## What you should do
Go through the records below and copy out every line that contains the word "your".

## Data for processing
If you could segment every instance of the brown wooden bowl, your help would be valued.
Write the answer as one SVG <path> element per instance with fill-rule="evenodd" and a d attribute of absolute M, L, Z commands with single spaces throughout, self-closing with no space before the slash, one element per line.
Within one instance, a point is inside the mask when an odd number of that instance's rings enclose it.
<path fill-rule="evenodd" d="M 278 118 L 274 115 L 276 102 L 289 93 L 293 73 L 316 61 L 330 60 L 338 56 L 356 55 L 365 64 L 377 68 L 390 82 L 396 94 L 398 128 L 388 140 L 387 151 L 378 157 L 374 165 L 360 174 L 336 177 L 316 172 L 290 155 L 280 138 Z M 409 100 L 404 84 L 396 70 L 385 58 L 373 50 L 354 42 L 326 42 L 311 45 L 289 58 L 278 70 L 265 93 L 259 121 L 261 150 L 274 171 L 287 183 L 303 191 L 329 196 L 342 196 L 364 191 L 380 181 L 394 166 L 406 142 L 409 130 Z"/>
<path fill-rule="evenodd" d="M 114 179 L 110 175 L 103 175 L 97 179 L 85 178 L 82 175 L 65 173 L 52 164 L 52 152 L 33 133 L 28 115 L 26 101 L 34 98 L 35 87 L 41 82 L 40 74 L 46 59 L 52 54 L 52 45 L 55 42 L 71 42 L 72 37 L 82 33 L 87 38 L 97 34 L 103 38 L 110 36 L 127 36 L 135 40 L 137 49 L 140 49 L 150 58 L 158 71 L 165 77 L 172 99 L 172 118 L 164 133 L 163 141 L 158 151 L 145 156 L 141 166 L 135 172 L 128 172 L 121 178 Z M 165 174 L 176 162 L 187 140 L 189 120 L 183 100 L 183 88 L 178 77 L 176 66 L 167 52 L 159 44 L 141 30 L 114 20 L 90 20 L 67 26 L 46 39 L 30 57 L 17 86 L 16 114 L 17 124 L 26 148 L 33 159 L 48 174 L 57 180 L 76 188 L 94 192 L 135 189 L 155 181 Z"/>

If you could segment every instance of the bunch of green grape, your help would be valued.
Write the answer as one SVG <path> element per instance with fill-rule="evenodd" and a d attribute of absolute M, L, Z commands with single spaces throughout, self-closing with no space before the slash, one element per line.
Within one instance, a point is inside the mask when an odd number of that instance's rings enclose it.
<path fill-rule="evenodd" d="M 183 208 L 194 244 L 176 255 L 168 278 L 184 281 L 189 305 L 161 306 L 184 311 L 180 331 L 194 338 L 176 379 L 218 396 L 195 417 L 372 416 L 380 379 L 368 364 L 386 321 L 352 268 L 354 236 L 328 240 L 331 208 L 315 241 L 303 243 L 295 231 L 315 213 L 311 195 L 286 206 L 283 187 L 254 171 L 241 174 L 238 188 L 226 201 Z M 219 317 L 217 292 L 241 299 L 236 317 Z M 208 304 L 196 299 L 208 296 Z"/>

## Solved problem
If you could segment every instance of the brown wooden bowl, your help would be valued.
If you could segment every instance of the bunch of green grape, your help would be valued.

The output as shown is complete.